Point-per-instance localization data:

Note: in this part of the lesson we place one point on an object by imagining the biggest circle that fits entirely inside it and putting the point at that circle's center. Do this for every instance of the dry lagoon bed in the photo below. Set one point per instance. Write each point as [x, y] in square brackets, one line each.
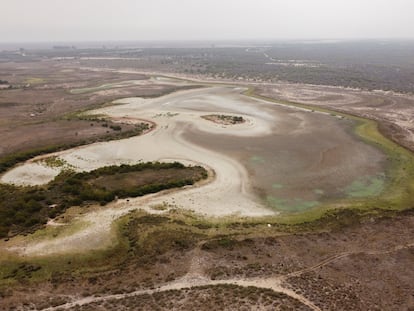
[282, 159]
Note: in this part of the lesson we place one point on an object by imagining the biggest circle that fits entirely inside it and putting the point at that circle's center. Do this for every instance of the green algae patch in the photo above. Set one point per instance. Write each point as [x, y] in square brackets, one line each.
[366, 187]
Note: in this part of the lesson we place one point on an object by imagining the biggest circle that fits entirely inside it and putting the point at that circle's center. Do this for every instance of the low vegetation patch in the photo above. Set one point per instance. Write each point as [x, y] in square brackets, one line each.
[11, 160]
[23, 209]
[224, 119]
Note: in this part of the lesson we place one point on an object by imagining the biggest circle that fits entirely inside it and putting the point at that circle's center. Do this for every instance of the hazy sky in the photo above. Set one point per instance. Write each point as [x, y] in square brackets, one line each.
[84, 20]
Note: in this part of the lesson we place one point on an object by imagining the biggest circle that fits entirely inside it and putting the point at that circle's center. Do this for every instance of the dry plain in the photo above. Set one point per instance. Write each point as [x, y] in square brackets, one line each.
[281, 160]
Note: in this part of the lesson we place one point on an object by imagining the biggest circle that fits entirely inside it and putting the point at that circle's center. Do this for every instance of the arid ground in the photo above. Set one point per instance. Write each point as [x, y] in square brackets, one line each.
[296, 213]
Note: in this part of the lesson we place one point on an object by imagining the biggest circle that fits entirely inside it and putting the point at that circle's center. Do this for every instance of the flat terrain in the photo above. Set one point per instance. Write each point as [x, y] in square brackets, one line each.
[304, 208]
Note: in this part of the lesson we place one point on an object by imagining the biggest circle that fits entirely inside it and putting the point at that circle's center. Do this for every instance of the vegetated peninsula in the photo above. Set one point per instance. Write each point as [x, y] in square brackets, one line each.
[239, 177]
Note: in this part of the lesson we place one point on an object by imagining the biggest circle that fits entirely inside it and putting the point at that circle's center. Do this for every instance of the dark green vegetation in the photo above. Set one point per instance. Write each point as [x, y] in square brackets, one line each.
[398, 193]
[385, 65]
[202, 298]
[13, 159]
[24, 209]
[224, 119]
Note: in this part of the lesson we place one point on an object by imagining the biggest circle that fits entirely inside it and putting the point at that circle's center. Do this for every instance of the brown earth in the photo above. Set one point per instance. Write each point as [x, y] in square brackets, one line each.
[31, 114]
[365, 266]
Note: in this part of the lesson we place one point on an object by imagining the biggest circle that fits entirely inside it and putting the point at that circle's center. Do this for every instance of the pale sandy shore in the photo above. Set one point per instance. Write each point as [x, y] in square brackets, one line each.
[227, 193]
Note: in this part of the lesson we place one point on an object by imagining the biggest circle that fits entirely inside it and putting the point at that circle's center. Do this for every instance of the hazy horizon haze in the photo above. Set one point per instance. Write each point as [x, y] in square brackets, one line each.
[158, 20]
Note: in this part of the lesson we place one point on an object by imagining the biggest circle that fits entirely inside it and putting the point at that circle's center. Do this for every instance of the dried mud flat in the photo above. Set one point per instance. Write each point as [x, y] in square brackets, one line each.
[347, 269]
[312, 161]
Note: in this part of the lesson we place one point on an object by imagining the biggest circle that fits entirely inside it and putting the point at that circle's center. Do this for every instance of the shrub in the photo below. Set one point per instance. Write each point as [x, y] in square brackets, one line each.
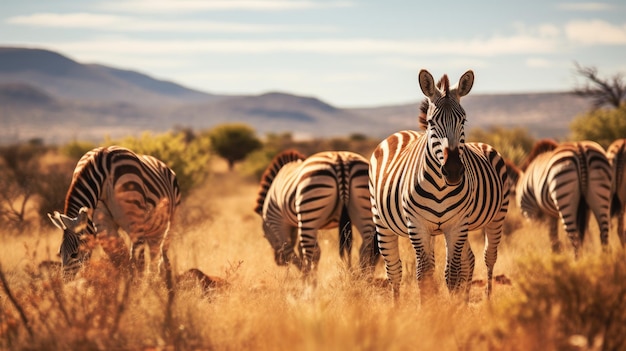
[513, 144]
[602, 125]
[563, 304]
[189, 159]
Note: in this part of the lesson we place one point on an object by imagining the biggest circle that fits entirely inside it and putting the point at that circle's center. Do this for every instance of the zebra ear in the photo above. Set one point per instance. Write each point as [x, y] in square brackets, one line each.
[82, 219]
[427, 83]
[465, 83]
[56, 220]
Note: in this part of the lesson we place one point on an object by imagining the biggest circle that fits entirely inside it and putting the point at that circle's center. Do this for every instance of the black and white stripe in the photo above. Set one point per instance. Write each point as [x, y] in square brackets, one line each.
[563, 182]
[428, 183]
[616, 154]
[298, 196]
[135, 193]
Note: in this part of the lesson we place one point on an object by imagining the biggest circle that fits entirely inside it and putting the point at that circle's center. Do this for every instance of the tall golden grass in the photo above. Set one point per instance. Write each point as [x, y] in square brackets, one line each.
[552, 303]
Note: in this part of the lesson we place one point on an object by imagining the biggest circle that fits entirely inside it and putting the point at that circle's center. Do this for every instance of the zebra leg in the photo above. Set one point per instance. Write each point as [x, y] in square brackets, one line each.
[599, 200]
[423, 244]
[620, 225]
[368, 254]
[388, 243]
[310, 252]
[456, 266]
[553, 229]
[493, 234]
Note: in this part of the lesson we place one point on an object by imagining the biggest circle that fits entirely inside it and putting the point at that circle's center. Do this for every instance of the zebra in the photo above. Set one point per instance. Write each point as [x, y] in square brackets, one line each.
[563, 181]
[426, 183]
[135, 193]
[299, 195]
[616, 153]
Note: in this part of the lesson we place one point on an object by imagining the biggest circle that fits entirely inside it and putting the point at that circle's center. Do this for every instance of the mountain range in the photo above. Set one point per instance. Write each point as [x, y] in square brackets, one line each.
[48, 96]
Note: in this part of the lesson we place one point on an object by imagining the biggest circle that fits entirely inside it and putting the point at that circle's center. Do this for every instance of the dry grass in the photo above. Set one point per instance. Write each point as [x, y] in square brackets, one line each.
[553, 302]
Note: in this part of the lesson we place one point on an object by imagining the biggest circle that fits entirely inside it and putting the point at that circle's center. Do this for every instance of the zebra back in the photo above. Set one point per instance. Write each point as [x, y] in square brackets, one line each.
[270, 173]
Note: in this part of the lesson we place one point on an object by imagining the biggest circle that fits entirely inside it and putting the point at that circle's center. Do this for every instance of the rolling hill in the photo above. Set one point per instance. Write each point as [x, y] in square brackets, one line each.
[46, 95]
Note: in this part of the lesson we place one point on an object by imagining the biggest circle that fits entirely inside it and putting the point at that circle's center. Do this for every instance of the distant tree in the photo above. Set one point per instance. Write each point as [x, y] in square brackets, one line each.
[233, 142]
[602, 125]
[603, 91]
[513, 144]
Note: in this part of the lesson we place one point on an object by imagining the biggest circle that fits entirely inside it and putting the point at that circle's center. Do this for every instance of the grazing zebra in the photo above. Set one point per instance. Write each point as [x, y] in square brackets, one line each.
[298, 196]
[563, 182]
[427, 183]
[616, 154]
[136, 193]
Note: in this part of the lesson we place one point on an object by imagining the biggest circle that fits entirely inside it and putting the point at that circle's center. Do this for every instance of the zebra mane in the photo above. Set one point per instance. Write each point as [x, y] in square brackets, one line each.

§ How to complete this task
Every line above is to be given again exactly, apart from the pictures.

§ Problem solution
Note: in this part of the lesson we place one point on an object by imagining the biggest circle that fits entirely inside it and putting the point at that circle's center. Do this for every instance of the dry lagoon bed in the photo below. Set one point per instance. Write each point as [x, y] in square brackets, one line each.
[282, 159]
Note: in this part of the lesson we place one point on an object by imagining the biggest circle that fits entirely inside it and putting the point at that circle's center. Do this for every instance of the green algae patch in the photo above. Set one point per instance. Write each point as [x, y] in square brackets, one line each.
[366, 187]
Note: in this part of the lesson we place one point on an object by imagining the biggest circle that fits entirely inside it and putting the point at that circle's center. Do this for every instance of the low vegetation patch in the photo above. Set one point per instance. Write each point as [x, y] in square brackets, one line each.
[11, 160]
[23, 209]
[224, 119]
Note: in this part of the lesson we place one point on an object by imagining the biggest circle that fits entirely inside it and putting the point at that circle's center. Do this for every instance of the hazy sky in the photo above. Set one point per instance. Write each point as [x, y] in square brackets, one line each.
[84, 20]
Note: in this part of the lesson we place one point on an object by imagining the biggest circle that fits entirely inside it and putting the point at that circle's center. Do this for every instance of the dry plain in the photo above. Set one point per instance. Write each point as [x, y] in square brackets, one line each.
[281, 160]
Note: in this part of the lesson we place one point on an object by imagining the biggest circle that fits entirely inside it and putting the point at that circle's center. Do this for every instance of the arid ground in the photo above. Set one point per instance. Write each point as [x, y] in square brackets, one line each.
[296, 213]
Note: in this part of the lesson we place one point on an object by imagining the biggest circle that fits entirely inside it and putting the point at that circle's center. Do this for every instance of the flat terrain in the photo above. Set one point per instance. Write each point as [x, y] in square brackets, one line each.
[304, 208]
Note: in this part of the lesson we place one point on an object by imagining the biggest circle that fits entirely inside it and putting the point at that circle's center. Do this for every instance of the vegetated peninsula in the photo above. Set one point per instance. Write each point as [x, y] in square brackets, one line each.
[239, 177]
Note: in this part of the lesson we place one point on an object by imagining the biggest circle that fits entirely inside it and putting the point at that circle's center. Do this for every instance of the dark green vegetation in the photo above. Set one point per instance. Write each point as [x, y] in square brackets, one line each.
[398, 193]
[385, 65]
[202, 298]
[13, 159]
[24, 209]
[224, 119]
Note: in this part of the lesson we place one point on an object by imagining the biggest circle that fits entirely inside it and putting the point at that circle's center. Do this for every instance of the brown earth in the photo above. Set one point per instance. Write each point as [x, y] in square brackets, one line each.
[31, 114]
[365, 266]
Note: in this part of the lesson we place one point on an object by imagining the biggest circle that fits entirely inside it and putting the point at that circle's center. Do this for every instance of the pale sandy shore in the photo above. Set one point per instance. Write each point as [x, y] in square brackets, one line each.
[227, 193]
Note: in this part of the lesson we place one point on an object by imagining the biggest circle that fits entirely inside it and putting the point at that circle's center. Do this for every instance of the hazy horizon haze in the photo above. Set one point per instance. Write each point as [x, y] in square brackets, one line each.
[158, 20]
Note: in this part of the lesson we place one point on an object by imagining the biggest circle that fits entirely inside it and putting the point at that circle's center. Do this for every instance of the dried mud flat in the photo above. Set one point per instance. Write each point as [x, y] in square brackets, one line each.
[347, 269]
[312, 161]
Note: in this part of the lesson we place one point on an object by imagining the biggest circle that fits entirely inside it and putting the point at that circle's center. Do this for every instance of the shrub in the photo below. Set one point per instance. Write each point as [x, y] in square brackets, one line each.
[513, 144]
[602, 125]
[563, 304]
[189, 159]
Note: in this part of the lesson we place one point on an object by imagining the biggest circle that fits entirely inside it and putting the point at that circle's center. Do this for every instance of the zebra ear in the photo above. Set one point per instance. Write each point as [x, y] in square brackets, one line each.
[82, 219]
[427, 83]
[465, 83]
[56, 220]
Note: in this part of the lesson we place one point on an object by imagining the biggest circle that fits entirely inside it and putting the point at that circle's center. Do this for every instance of the black and white stripe in the photo above. Set one point per instance. Write each point as [x, y] in square brackets, one line each.
[563, 182]
[428, 183]
[616, 154]
[298, 196]
[135, 193]
Note: in this part of the lesson we place one point on an object by imagining the biggest circle that fits entirely inside it and putting the point at that circle's center. Do this for every instance of the tall golden grass in the photo above. Set one point per instance. Write each point as [x, y] in square brackets, one line each.
[552, 303]
Note: in this part of the lesson we place one point on an object by imagining the biggest circle that fits entirely inside it and putting the point at that circle's center. Do this for every instance of the zebra leg in the photo above. Set one point per instance. Write each point as [x, y] in square brackets, one line each.
[599, 200]
[423, 244]
[620, 225]
[368, 254]
[388, 243]
[310, 252]
[456, 266]
[553, 229]
[493, 234]
Note: in this part of the lesson we place one point on an object by imagining the biggest circle that fits entirely inside it and putting the point at that circle's center. Do this for every instance of the zebra in the photo above. Set one point per instance. Write each point as [x, y] in square brackets, one line each.
[563, 181]
[426, 183]
[135, 193]
[299, 195]
[616, 153]
Note: in this part of the lesson we place one point on an object by imagining the biggest circle that fits entirely inside it and putting the point at that circle's center. Do this for every instance of the mountain range in the photo above. Set one point per instance. Write each point as [x, y] in square brackets, one line each.
[48, 96]
Note: in this part of the lesson we place one point on an object by imagining the biggest circle that fits entirely inside it and putting the point at that circle's center. Do this for every instance of the dry grass in the photo above. Set one point per instance. Write each point as [x, y] in square brackets, one line each.
[553, 302]
Note: in this part of the lesson we place one point on an object by imagining the biggest circle that fits entirely inside it and putting the point at that circle's center. Do this for every instance of the zebra back in the photo above. Set one point per instance. Write each point as [x, y] in square brackets, one line each.
[270, 173]
Note: in this part of the lesson we place one point on an object by imagining the biggest circle that fits entirely inside it and putting the point at that circle's center. Do this for every instance of the rolling hill in the photo above. Set one point per instance. Write each point as [x, y] in square brackets, one line each.
[46, 95]
Note: in this part of the lesson we place one point on an object by imagining the biggest circle that fits entirely inside it and putting the point at that circle's center. Do this for every instance of the distant tree in the photo above. Set one point per instance. Write each point as [x, y] in square brackets, one line each.
[233, 142]
[602, 125]
[603, 91]
[513, 144]
Note: in this part of the lesson we place one point on an object by imagining the biggest circle that fits entirely inside it and putting the point at that circle's center. Do this for every instance of the grazing zebra in the photo above. Set one point per instance. Write each point as [x, y] in square brackets, one line each.
[298, 196]
[563, 182]
[427, 183]
[616, 154]
[136, 193]
Note: in this part of the lesson we place one point on an object by imagining the biggest circle that fits entirely inside it and putting the point at that circle's center. Do this for every instance of the zebra mane in the photo above. Set one point per instance. Write each point as [x, y] in square brackets, one line each.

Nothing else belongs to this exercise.